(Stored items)
--

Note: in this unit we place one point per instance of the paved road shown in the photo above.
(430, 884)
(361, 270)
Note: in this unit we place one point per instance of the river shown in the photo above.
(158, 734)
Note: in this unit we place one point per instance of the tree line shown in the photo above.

--

Task instructions: Write out every entry again so that each line matches the original exactly.

Task result:
Note: in this unit we place one point per instance of the paved road shown in the photo above.
(430, 884)
(361, 270)
Note: in this unit we place one point per instance of the river shown in the photo above.
(158, 734)
Note: in this unit we place one point per instance of the tree line shown in the photo above.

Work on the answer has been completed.